### Document section
========================

This week, which is Sexual Assault Awareness Week, Vaughn and his colleagues will be actively preaching Men with Integrity around campus. From sandwich boards to t-shirts to a guest speaker, these pioneers hope to be the first in a long line of students taking a stand against rape.
“We think about this as an organized movement,” Vaughn said. “It will start here, and it will spread to other campuses, other cities, and hopefully will span our culture’s consciousness.”
Sound ambitious? According to Vaughn, it’s already begun.
“At West Texas A&M they are beginning a Men With Integrity group with the skeleton that we’ve started,” he explained, “and I have been offered a chance to talk to Katie Couric about this movement sometime in the next few months.”
Tuesday evening, Men with Integrity hosted Katie Koestner, the nation’s most renowned speaker on sexual assault, in the Hughes Trigg Student Center Ballroom.
Koestner began her story by recounting the events leading up to what she called, “the worst night of my life.”
Peter took her out to a French restaurant, she explained, and ordered two glasses of champagne.
“I told him I didn’t drink,” she said, though Peter eventually pressured her into consuming part of the beverage.
“In my mind, I thought I had just given in to two sips of champagne,” Koestner recalled with a somber expression.

========================

### Aim of the task
Continue the article about the Men with Integrity campaign and Katie Koestner's campus talk, picking up right after its final sentence.

### Data segment
========================

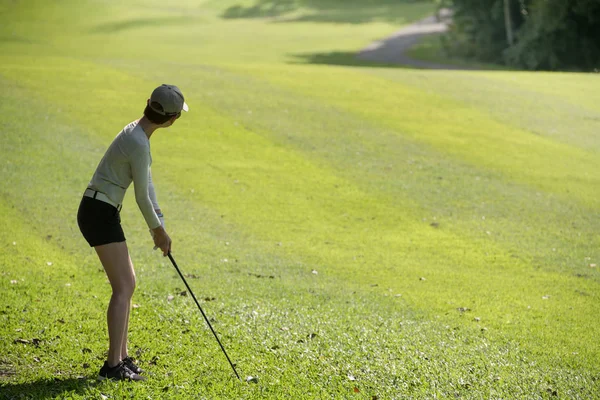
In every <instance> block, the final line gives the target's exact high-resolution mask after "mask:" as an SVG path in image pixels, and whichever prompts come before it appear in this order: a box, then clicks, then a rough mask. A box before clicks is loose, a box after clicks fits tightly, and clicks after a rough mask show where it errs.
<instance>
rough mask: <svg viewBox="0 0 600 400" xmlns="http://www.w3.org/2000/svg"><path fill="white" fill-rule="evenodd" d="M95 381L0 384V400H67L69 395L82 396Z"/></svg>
mask: <svg viewBox="0 0 600 400" xmlns="http://www.w3.org/2000/svg"><path fill="white" fill-rule="evenodd" d="M96 384H97V381H96V380H95V379H92V378H88V377H83V378H67V379H59V378H54V379H41V380H39V381H36V382H29V383H8V382H2V383H0V399H49V398H54V397H59V396H60V397H61V398H63V397H64V398H67V397H70V395H83V394H85V393H87V392H88V389H89V388H91V387H94V386H95V385H96Z"/></svg>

========================

### Expected answer
“I can definitely say I was uncomfortable,” she said of their first few minutes alone in her room, “but, at 18, I was definitely not assertive.”“Naïve is an excellent word,” Koestner continued. “You think you can like someone, be alone in a room with that person and not have sex.
“I was thinking, ‘I’m trapped by a guy I really like’; I wasn’t thinking about rape.”
But it is this lack of awareness that the Men with Integrity hope to change.
The group can be seen each day this week by the flagpole, distributing information and recruiting men to join in their stance.
This fall, Men with Integrity will be organizing a “Rock Against Rape” concert, in addition to an ongoing self-defense course for women on campus.
“We are a group of men standing against sexual assault,” Vaughn explained.
“However long it takes, we’re going to stand against it.”
Group hopes to educate impressionable men
Think of four women. For example, your girlfriend, cousin, mom and next-door neighbor; one of them will be raped or possibly already has been.
Dale Vaughn, founder and director of Men With Integrity, says the fact that one in four women have been sexually assaulted is “too much.” Vaughn, a junior at Southern Methodist University, says that helping to prevent sexual assault is his calling.
“There comes a point when a man stands up and decides that someone has to stop this,” Vaughn said. After being sent to a leadership program, Leadershape, through SMU’s InterFraternity Council last year, Vaughn realized that he was able to take this vision that he has had since age 16, and make it happen.
“Too many of the people I love have been sexually assaulted,” Vaughn said.
Dallas is fourth in the nation for the number of rape victims, so knowing someone who has been affected is hardly impossible.
Men With Integrity, originally named Men Against Sexual Assault, is holding weekly
meetings, has six members and is growing. The group held a large event on Feb 21. NFL football legend Don McPherson, who played with the Philadelphia Eagles, has become one of the most recognized public speakers on sexual assault issues.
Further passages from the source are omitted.